- Document extract
The central thesis seems to be that by “involving the team members that would be effected from the beginning and making it their decision,” the discomfort around re-orgs will be avoided.

I might be missing something obvious from the article, but I have a hard time believing that adding more imperfect humans (in fact, all of the imperfect humans the organization has!) into the mix and letting teams self-organize would reduce awkward politics rather than making them worse.

2 comments

A few other reasons reorgs can "almost always make some people unhappy, cause employee departures, and stifle productivity": A. Most orgs have multiple unmapped communication channels that smooth operations. With reorgs those get broken and have to be reformed and operationally remapped, which creates mayhem in day-to day productivity B. Change is unsettling even when welcomed; C. The view of how work gets done and why is highly localized. Reorgs often clean up only certain hierarchical levels of this how/why coupling.
I've been on the short end of re-orgs. I get that for the good of the business that some of the changes needed to happen, but where it really hurt was it came across that management didn't know what we were doing, and made it seem unimportant/useless. They shifted the focus of the team to a thing that literally every single member of the team the previous week said they didn't want to work on, and in a few months realized someone needed to focus on the original thing and tried to shift back. The company prides itself on internal mobility, by that time every person but one had quit or transferred.

I don't read it as self-organize, cause then everyone would choose to work on the new shiny, but there should be some amount of discussion that happens as input to the reorg, rather than too late when everyone is gone.

Pointing dataset excerpts:
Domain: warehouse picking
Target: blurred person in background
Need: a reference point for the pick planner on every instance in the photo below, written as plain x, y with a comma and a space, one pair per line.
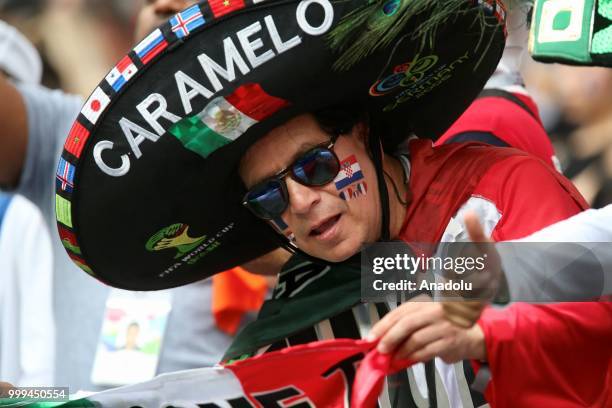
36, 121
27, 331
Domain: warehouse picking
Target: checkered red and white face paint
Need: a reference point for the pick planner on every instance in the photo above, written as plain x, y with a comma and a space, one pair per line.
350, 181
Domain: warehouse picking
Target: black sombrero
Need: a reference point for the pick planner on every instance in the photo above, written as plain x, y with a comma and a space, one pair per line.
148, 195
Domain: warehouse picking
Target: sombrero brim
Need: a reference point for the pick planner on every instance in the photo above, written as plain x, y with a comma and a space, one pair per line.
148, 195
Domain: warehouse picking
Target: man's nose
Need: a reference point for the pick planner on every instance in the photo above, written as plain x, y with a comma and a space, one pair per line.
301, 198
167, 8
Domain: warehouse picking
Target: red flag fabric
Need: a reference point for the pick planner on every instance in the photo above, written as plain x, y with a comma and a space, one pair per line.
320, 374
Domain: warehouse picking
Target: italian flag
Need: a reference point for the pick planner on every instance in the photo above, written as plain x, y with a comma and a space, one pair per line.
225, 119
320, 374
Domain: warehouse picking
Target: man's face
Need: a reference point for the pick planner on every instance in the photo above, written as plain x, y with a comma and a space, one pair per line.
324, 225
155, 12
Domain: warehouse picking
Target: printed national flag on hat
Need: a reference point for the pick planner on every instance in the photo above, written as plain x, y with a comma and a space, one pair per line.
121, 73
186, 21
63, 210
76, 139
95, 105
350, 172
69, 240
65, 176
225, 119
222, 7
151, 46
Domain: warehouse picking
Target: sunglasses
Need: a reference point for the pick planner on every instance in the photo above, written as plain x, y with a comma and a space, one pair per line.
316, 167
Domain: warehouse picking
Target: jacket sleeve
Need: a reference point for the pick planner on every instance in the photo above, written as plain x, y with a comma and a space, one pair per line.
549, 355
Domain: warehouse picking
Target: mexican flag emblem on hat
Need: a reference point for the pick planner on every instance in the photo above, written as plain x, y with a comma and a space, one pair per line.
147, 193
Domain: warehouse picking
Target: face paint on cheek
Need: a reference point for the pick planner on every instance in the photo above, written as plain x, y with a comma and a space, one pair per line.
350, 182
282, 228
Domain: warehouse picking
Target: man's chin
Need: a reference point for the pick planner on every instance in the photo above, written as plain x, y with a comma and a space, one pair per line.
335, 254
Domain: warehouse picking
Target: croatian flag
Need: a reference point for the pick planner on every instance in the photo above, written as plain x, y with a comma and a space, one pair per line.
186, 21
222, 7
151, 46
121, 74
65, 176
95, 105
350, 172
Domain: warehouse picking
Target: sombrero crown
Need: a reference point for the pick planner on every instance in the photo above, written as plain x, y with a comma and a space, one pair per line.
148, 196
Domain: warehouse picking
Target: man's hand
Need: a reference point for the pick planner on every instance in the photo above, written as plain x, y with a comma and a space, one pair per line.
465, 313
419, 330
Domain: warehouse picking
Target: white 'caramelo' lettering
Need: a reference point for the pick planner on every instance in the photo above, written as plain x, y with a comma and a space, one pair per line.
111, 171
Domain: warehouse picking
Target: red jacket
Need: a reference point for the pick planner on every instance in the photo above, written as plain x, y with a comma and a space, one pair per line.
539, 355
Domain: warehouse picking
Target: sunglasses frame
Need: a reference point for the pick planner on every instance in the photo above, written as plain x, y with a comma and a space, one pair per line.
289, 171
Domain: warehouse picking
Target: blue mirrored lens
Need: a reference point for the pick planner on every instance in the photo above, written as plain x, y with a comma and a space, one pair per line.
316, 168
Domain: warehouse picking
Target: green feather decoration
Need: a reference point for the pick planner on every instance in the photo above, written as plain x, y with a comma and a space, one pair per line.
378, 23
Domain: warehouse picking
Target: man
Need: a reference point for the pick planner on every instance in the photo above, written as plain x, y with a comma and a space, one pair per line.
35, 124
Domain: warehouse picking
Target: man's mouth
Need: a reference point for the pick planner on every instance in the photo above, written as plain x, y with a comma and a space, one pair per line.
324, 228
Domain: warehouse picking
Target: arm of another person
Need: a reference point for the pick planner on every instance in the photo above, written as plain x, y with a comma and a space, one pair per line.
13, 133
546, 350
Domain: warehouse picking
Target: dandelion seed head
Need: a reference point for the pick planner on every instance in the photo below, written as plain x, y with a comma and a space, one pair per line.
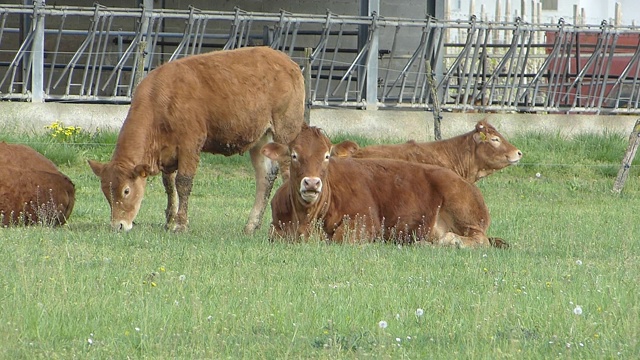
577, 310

- What to do
1. List each of the lettered reasons that the reorganization discussion gives for why reorgs make people unhappy, cause departures, and stifle productivity.
2. Summarize the reorganization discussion in three sentences.
3. Duplicate everything in the reorganization discussion from "I might be missing" down to "this how/why coupling.".

- List of solutions
1.
A. Most organizations have multiple unmapped communication channels that smooth operations; reorgs break them, and they have to be reformed and operationally remapped, which creates mayhem in day-to-day productivity.
B. Change is unsettling even when welcomed.
C. The view of how work gets done and why is highly localized, and reorgs often clean up only certain hierarchical levels of this how/why coupling.

2. The discussion doubts an article's thesis that involving affected team members from the beginning and letting them decide will avoid the discomfort of reorgs, since adding more imperfect humans might worsen awkward politics rather than reduce them. One comment adds further reasons reorgs cause harm: broken unmapped communication channels, the unsettling nature of change, and the highly localized view of how work gets done and why. Another describes a reorg that shifted a team's focus to work its members did not want, then tried to shift back after all but one had quit or transferred, and a final comment argues that discussion should serve as input to a reorg before everyone is gone.

3.
I might be missing something obvious from the article, but I have a hard time believing that adding more imperfect humans (in fact, all of the imperfect humans the organization has!) into the mix and letting teams self-organize would reduce awkward politics rather than making them worse.

2 comments

A few other reasons reorgs can "almost always make some people unhappy, cause employee departures, and stifle productivity": A. Most orgs have multiple unmapped communication channels that smooth operations. With reorgs those get broken and have to be reformed and operationally remapped, which creates mayhem in day-to day productivity B. Change is unsettling even when welcomed; C. The view of how work gets done and why is highly localized. Reorgs often clean up only certain hierarchical levels of this how/why coupling.